● **Task instructions**:
Output the data that follows exactly, line for line.

● **Supplied data**:
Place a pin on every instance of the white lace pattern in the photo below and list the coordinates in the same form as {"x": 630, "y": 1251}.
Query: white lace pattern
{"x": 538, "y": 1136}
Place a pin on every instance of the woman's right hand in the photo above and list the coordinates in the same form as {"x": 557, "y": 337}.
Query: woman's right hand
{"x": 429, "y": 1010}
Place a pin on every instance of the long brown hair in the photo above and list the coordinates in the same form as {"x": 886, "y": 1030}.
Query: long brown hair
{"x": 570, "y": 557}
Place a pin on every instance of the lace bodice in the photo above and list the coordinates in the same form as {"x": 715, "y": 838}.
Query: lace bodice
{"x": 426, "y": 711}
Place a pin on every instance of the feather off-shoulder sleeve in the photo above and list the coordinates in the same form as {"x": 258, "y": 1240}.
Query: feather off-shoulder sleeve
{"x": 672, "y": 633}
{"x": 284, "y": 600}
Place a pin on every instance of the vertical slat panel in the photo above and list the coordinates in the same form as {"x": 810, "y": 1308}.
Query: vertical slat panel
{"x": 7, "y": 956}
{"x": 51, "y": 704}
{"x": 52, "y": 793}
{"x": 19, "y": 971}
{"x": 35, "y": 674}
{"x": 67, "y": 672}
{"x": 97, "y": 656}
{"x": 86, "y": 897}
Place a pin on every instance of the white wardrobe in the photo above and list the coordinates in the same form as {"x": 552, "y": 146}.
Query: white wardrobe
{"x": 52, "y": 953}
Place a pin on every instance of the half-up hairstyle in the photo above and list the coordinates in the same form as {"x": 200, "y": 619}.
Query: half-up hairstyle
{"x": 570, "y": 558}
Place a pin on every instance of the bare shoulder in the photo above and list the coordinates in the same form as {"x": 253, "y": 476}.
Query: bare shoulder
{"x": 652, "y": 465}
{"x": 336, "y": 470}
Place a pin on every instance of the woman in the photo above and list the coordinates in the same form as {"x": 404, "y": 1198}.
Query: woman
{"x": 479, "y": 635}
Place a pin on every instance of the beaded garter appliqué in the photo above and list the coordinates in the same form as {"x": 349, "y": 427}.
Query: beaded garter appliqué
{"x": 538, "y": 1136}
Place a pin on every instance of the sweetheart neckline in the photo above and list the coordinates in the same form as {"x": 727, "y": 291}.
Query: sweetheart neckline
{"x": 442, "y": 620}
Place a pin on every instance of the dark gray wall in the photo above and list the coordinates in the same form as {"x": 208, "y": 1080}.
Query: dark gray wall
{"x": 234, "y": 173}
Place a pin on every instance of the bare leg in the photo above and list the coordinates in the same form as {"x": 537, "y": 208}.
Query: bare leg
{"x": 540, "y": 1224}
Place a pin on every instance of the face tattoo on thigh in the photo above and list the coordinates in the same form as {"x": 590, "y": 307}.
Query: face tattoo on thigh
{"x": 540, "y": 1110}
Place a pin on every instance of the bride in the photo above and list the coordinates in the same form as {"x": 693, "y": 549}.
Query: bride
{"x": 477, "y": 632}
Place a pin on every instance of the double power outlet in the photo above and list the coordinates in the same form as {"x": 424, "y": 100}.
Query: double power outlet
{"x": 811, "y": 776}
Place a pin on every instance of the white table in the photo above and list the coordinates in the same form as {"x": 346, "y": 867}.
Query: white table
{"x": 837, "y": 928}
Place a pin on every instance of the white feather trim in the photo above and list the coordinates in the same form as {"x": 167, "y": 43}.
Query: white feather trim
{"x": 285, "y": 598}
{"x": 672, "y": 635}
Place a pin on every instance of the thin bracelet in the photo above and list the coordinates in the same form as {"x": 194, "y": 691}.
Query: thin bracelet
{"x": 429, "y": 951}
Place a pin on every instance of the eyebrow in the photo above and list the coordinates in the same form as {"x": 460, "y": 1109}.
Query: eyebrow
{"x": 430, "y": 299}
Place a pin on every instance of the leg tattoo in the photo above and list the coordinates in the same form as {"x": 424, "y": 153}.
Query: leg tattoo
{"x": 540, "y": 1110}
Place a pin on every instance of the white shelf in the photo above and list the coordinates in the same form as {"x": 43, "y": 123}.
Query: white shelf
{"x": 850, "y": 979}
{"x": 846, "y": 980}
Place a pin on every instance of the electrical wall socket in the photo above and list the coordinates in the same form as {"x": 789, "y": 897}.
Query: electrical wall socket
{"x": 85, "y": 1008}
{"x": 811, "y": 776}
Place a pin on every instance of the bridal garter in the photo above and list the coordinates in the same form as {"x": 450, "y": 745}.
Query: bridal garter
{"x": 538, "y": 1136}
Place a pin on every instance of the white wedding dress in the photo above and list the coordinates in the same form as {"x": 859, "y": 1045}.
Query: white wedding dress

● **Solution for this exercise**:
Place a pin on every instance of the white lace pattern in the photo below and list the coordinates in the same form as {"x": 630, "y": 1251}.
Query: white lace pattern
{"x": 538, "y": 1136}
Place a pin on every instance of the woman's right hand in the photo above and list the coordinates in the same form as {"x": 557, "y": 337}.
Query: woman's right hand
{"x": 429, "y": 1010}
Place a pin on every instance of the long brown hair in the photo above and list the coordinates in the same form as {"x": 886, "y": 1030}.
Query: long brown hair
{"x": 570, "y": 557}
Place a pin on every instance of the lace bodice in the photo above and list the coordinates in the same form as {"x": 715, "y": 838}.
Query: lace bodice
{"x": 426, "y": 711}
Place a pin on every instance of the feather off-shoulder sleeve in the photo above and list the coordinates in the same form as {"x": 258, "y": 1240}.
Query: feather off-shoulder sleeve
{"x": 672, "y": 633}
{"x": 284, "y": 600}
Place a pin on every instance of the vertical slat panel in the photo above and list the coordinates in the same form as {"x": 810, "y": 1308}.
Query: vertical slat panel
{"x": 7, "y": 956}
{"x": 51, "y": 704}
{"x": 52, "y": 793}
{"x": 19, "y": 971}
{"x": 35, "y": 674}
{"x": 67, "y": 672}
{"x": 97, "y": 656}
{"x": 86, "y": 897}
Place a pin on every instance of the white wardrobe in the photo above and list the coordinates in the same form as {"x": 552, "y": 146}.
Query: white wardrobe
{"x": 52, "y": 953}
Place a pin on every instance of the half-up hairstyle in the photo above and list the coordinates in the same form as {"x": 200, "y": 619}.
Query: half-up hairstyle
{"x": 570, "y": 558}
Place a pin on every instance of the bare shoulder in the photo above and list the coordinates in the same form as {"x": 253, "y": 476}.
Query: bare shoulder
{"x": 652, "y": 465}
{"x": 336, "y": 470}
Place a pin on every instance of the woman in the photo above and list the coordinates in the same form as {"x": 404, "y": 1198}.
Query: woman
{"x": 479, "y": 635}
Place a pin on every instance of the beaded garter appliqué in the photo above and list the coordinates in the same form as {"x": 349, "y": 427}.
Query: beaded garter appliqué
{"x": 538, "y": 1136}
Place a pin on every instance of the sweetheart neckline in the photo above and list the coordinates in the same form as {"x": 727, "y": 291}.
Query: sweetheart neckline
{"x": 442, "y": 620}
Place a pin on every instance of the dark gray wall in the photo above and list the coordinates in the same form as {"x": 208, "y": 1080}.
Query: dark gray wall
{"x": 234, "y": 173}
Place a pin on every instance of the bare leg in the photo above and list the coordinates in the same form as {"x": 537, "y": 208}.
Query: bare leg
{"x": 540, "y": 1224}
Place a pin on every instance of the face tattoo on thigh in the photo above and list the coordinates in the same form as {"x": 590, "y": 307}.
Query: face tattoo on thigh
{"x": 540, "y": 1110}
Place a pin on every instance of the bride in the photo above and list the coordinates in the same form as {"x": 693, "y": 549}.
Query: bride
{"x": 477, "y": 632}
Place a pin on every instance of the double power outlet in the photo above and list the coordinates in the same form as {"x": 424, "y": 100}.
Query: double power outlet
{"x": 811, "y": 776}
Place a pin on every instance of the white table in the photo above and list the coordinates in the same form as {"x": 346, "y": 867}.
Query: white table
{"x": 837, "y": 928}
Place a pin on every instance of the white feather trim in the photo above and list the coordinates in the same form as {"x": 167, "y": 43}.
Query: white feather trim
{"x": 285, "y": 598}
{"x": 672, "y": 635}
Place a pin on every instance of the thin bracelet in the photo above and list the coordinates in the same form as {"x": 194, "y": 691}.
Query: thin bracelet
{"x": 429, "y": 951}
Place a pin on every instance of the eyebrow in the photo above and list the coordinates in the same form as {"x": 460, "y": 1109}.
Query: eyebrow
{"x": 430, "y": 299}
Place a pin on every instance of the leg tattoo in the photo above and list the coordinates in the same form as {"x": 424, "y": 153}.
Query: leg tattoo
{"x": 540, "y": 1110}
Place a pin on every instance of the white shelf in the photo above and list the coordinates in the same form as {"x": 43, "y": 123}.
Query: white shelf
{"x": 850, "y": 979}
{"x": 846, "y": 980}
Place a pin on every instance of the electrical wall socket in the photo above and list the coordinates in the same form as {"x": 789, "y": 897}.
Query: electrical wall socket
{"x": 85, "y": 1008}
{"x": 811, "y": 776}
Place a pin on every instance of the bridal garter in the photo above and list the coordinates in the same form as {"x": 450, "y": 745}.
Query: bridal garter
{"x": 538, "y": 1136}
Place a pin on every instance of the white wedding dress in the photo above and list the coordinates in the same form as {"x": 859, "y": 1045}.
Query: white wedding dress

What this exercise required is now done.